==== Data shown
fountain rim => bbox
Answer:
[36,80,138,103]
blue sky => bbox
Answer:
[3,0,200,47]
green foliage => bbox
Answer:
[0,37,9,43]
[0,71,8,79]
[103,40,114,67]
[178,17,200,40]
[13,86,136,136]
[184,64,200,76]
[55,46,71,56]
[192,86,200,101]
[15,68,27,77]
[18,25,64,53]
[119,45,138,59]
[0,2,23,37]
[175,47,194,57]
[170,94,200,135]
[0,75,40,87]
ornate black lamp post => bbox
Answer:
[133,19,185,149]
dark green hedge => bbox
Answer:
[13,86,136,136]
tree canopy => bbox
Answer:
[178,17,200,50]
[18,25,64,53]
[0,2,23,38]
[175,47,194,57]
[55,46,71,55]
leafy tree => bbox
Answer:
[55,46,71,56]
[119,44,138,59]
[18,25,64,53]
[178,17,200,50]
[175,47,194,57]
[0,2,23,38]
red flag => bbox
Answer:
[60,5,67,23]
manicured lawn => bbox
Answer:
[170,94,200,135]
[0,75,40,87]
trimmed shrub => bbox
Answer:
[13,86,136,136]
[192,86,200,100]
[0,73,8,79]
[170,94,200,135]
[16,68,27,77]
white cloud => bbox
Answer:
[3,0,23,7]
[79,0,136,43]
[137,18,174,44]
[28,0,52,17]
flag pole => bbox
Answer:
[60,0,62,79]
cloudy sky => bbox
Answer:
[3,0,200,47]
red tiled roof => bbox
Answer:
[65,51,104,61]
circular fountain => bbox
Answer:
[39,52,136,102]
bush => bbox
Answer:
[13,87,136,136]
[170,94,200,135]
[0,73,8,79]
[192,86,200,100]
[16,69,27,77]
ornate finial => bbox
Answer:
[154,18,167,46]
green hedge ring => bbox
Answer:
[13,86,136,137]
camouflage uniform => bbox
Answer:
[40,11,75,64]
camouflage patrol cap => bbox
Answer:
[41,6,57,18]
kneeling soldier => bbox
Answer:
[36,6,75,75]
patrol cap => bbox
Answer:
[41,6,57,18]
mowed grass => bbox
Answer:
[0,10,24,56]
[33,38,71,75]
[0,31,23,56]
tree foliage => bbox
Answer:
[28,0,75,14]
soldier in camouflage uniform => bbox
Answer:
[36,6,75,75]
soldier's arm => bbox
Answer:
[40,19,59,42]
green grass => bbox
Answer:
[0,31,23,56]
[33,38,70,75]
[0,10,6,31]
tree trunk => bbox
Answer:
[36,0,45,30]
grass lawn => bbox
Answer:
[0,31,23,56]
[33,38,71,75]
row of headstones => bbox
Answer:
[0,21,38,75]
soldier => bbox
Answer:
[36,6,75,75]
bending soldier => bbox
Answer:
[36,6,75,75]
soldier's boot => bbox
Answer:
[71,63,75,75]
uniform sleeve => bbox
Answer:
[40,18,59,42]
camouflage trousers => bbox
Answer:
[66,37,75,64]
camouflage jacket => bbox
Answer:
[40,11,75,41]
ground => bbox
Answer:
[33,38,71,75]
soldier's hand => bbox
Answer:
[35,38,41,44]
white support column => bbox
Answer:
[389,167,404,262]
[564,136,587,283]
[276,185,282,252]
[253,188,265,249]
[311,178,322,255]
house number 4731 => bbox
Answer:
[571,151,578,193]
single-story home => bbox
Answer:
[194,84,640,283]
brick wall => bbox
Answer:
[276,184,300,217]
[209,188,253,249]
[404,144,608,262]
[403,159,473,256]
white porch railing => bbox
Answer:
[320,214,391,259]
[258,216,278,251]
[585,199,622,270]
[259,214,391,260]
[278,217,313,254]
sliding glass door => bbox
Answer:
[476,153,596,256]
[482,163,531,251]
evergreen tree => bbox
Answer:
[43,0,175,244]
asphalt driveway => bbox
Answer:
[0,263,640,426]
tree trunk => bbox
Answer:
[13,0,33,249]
========
■ **Exercise brief**
Rewrite every one of the records above as a numbered list, leaving out any blank lines.

■ **Complete answer**
1. fountain rim => bbox
2. Answer:
3. [36,80,138,103]
4. blue sky => bbox
5. Answer:
6. [3,0,200,47]
7. green foliage => bbox
8. Answer:
9. [0,37,9,43]
10. [0,71,8,79]
11. [103,40,114,67]
12. [178,17,200,40]
13. [13,86,136,136]
14. [184,64,200,76]
15. [55,46,71,56]
16. [192,86,200,101]
17. [15,68,27,77]
18. [18,25,64,53]
19. [119,45,138,59]
20. [0,2,23,37]
21. [175,47,194,57]
22. [170,94,200,135]
23. [0,75,40,87]
24. ornate black lamp post => bbox
25. Answer:
26. [133,19,185,149]
27. dark green hedge => bbox
28. Answer:
29. [13,86,136,136]
30. tree canopy => bbox
31. Answer:
32. [178,17,200,50]
33. [18,25,64,53]
34. [0,2,23,38]
35. [175,47,194,57]
36. [55,46,71,55]
37. leafy tree => bbox
38. Answer:
39. [55,46,71,56]
40. [119,44,138,59]
41. [18,25,64,53]
42. [178,17,200,50]
43. [175,47,194,57]
44. [0,2,23,38]
45. red flag => bbox
46. Answer:
47. [60,5,67,23]
48. manicured lawn => bbox
49. Answer:
50. [170,94,200,135]
51. [0,75,40,87]
52. trimmed shrub => bbox
53. Answer:
54. [13,86,136,136]
55. [192,86,200,100]
56. [0,73,8,79]
57. [170,94,200,135]
58. [16,68,27,77]
59. white cloud => bbox
60. Answer:
61. [3,0,23,7]
62. [79,0,136,43]
63. [137,18,174,44]
64. [28,0,52,17]
65. flag pole => bbox
66. Answer:
67. [60,0,62,79]
68. cloudy sky => bbox
69. Answer:
70. [3,0,200,47]
71. red tiled roof => bbox
72. Answer:
73. [65,51,104,61]
74. circular fountain => bbox
75. Answer:
76. [39,52,136,102]
77. bush => bbox
78. Answer:
79. [13,87,136,136]
80. [170,94,200,135]
81. [0,73,8,79]
82. [192,86,200,100]
83. [16,69,27,77]
84. ornate finial => bbox
85. Answer:
86. [154,18,167,46]
87. green hedge ring => bbox
88. Answer:
89. [13,86,136,137]
90. camouflage uniform => bbox
91. Answer:
92. [40,11,75,64]
93. camouflage patrol cap => bbox
94. Answer:
95. [41,6,57,18]
96. kneeling soldier => bbox
97. Answer:
98. [36,6,75,75]
99. patrol cap => bbox
100. Answer:
101. [41,6,57,18]
102. mowed grass => bbox
103. Answer:
104. [0,10,24,56]
105. [33,38,71,75]
106. [0,31,23,56]
107. tree foliage => bbox
108. Answer:
109. [28,0,75,14]
110. soldier in camouflage uniform => bbox
111. Answer:
112. [36,6,75,75]
113. soldier's arm => bbox
114. Answer:
115. [40,19,59,42]
116. green grass => bbox
117. Answer:
118. [0,31,23,56]
119. [33,38,70,75]
120. [0,10,6,31]
121. tree trunk => bbox
122. Answer:
123. [36,0,45,30]
124. grass lawn => bbox
125. Answer:
126. [0,31,23,56]
127. [33,38,71,75]
128. row of headstones => bbox
129. Answer:
130. [0,21,38,75]
131. soldier => bbox
132. Answer:
133. [36,6,75,75]
134. bending soldier => bbox
135. Answer:
136. [36,6,75,75]
137. soldier's boot => bbox
138. Answer:
139. [71,63,75,75]
140. uniform sleeve => bbox
141. Answer:
142. [40,18,59,42]
143. camouflage trousers => bbox
144. Answer:
145. [66,37,75,64]
146. camouflage jacket => bbox
147. Answer:
148. [40,11,75,41]
149. ground => bbox
150. Answer:
151. [33,38,71,75]
152. soldier's hand => bbox
153. Answer:
154. [35,38,41,44]
155. white support column => bbox
156. Answer:
157. [389,167,404,262]
158. [564,136,587,283]
159. [276,185,282,252]
160. [253,188,265,249]
161. [311,178,322,255]
162. house number 4731 => bbox
163. Answer:
164. [571,151,578,193]
165. single-story home => bbox
166. Answer:
167. [194,84,640,283]
168. brick wall => bbox
169. Answer:
170. [276,184,300,217]
171. [209,188,253,249]
172. [404,144,608,262]
173. [403,159,473,256]
174. white porch railing => bbox
175. Answer:
176. [320,214,391,259]
177. [258,216,278,251]
178. [585,199,622,270]
179. [259,214,391,260]
180. [278,217,313,254]
181. sliding glass door => bbox
182. Answer:
183. [476,153,596,256]
184. [482,163,531,251]
185. evergreen tree => bbox
186. Answer:
187. [43,0,175,244]
188. asphalt driveway => bbox
189. Answer:
190. [0,263,640,426]
191. tree trunk => bbox
192. Answer:
193. [13,0,33,249]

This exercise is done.